### Assignment
From the listing below, return every line with the string "covered" in it.

### Record set
────

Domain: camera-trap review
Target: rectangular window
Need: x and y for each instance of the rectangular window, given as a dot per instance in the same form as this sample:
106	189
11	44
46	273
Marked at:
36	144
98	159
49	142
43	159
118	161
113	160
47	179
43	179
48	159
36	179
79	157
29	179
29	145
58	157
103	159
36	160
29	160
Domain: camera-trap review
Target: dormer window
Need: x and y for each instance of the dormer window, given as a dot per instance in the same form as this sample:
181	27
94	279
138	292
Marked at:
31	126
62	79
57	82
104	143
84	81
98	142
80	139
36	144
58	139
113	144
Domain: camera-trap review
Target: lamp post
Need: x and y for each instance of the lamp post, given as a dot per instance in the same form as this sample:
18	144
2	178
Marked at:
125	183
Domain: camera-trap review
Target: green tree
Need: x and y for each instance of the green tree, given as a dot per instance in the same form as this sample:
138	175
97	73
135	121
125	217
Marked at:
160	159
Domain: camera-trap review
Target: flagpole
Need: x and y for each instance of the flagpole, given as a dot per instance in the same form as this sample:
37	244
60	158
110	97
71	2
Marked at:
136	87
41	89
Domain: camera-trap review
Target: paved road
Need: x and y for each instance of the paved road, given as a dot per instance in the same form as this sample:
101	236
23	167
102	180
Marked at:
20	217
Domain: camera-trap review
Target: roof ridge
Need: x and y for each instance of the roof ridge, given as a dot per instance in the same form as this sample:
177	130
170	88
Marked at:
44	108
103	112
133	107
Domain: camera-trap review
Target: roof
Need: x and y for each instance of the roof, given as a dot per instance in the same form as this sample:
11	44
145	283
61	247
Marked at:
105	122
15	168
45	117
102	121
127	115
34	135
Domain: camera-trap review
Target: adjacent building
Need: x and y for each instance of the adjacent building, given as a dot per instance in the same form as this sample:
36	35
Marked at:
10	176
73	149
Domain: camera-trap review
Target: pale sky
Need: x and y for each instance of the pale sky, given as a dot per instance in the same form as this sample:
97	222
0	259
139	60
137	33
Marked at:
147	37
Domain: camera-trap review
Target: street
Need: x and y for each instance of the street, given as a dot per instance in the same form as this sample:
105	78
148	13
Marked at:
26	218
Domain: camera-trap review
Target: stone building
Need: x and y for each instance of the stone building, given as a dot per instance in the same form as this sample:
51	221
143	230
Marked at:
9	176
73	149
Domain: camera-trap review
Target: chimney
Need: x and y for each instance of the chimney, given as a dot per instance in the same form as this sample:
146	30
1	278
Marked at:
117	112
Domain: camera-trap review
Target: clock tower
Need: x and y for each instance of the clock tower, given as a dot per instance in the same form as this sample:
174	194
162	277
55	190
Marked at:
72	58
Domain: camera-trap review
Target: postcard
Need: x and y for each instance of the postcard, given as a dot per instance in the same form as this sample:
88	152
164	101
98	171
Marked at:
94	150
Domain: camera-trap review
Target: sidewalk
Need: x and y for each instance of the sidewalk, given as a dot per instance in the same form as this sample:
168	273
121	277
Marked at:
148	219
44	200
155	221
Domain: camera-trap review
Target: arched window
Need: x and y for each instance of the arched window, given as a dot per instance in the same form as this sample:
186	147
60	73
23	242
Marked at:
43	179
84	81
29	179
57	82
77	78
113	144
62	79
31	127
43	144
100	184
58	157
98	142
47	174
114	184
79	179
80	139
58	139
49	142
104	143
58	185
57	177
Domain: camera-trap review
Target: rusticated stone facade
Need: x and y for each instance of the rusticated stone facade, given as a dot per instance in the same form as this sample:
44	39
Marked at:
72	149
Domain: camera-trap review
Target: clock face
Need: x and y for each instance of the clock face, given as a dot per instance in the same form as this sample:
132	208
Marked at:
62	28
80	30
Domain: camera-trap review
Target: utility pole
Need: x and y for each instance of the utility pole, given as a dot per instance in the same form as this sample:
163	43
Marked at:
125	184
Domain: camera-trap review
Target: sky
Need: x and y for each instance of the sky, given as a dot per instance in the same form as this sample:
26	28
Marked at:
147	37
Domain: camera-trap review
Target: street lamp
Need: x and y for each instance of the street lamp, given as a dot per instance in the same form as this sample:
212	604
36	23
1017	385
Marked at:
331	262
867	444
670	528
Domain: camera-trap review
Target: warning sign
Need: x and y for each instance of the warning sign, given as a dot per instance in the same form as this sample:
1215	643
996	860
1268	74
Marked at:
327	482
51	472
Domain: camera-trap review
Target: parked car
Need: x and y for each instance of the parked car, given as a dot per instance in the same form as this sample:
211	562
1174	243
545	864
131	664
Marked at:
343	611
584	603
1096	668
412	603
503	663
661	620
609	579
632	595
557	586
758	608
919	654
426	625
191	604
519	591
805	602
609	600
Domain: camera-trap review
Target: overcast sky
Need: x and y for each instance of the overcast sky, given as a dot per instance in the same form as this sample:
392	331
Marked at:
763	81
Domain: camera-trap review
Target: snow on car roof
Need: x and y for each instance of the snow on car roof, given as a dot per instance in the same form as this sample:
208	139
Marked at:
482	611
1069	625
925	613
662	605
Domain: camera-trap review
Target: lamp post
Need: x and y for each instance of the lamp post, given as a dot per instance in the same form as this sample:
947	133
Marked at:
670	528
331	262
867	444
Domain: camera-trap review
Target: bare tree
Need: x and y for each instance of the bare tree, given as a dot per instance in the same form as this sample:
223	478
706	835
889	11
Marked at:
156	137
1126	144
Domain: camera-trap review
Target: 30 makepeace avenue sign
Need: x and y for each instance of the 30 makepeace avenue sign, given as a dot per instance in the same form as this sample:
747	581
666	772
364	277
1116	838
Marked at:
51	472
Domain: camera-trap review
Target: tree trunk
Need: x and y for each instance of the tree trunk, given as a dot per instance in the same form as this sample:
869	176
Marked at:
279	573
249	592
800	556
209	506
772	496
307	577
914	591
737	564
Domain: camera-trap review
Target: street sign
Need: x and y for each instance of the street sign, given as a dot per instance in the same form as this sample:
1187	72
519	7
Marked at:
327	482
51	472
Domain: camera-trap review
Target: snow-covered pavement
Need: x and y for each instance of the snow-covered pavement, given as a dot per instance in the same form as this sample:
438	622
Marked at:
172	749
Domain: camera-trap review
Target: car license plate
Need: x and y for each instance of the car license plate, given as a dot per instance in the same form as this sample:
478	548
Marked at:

────

### Answer area
Target: snow-covered pavement
Need: x and y for each instance of the snow-covered pavement, given as a dot per instance in the same form as this sample:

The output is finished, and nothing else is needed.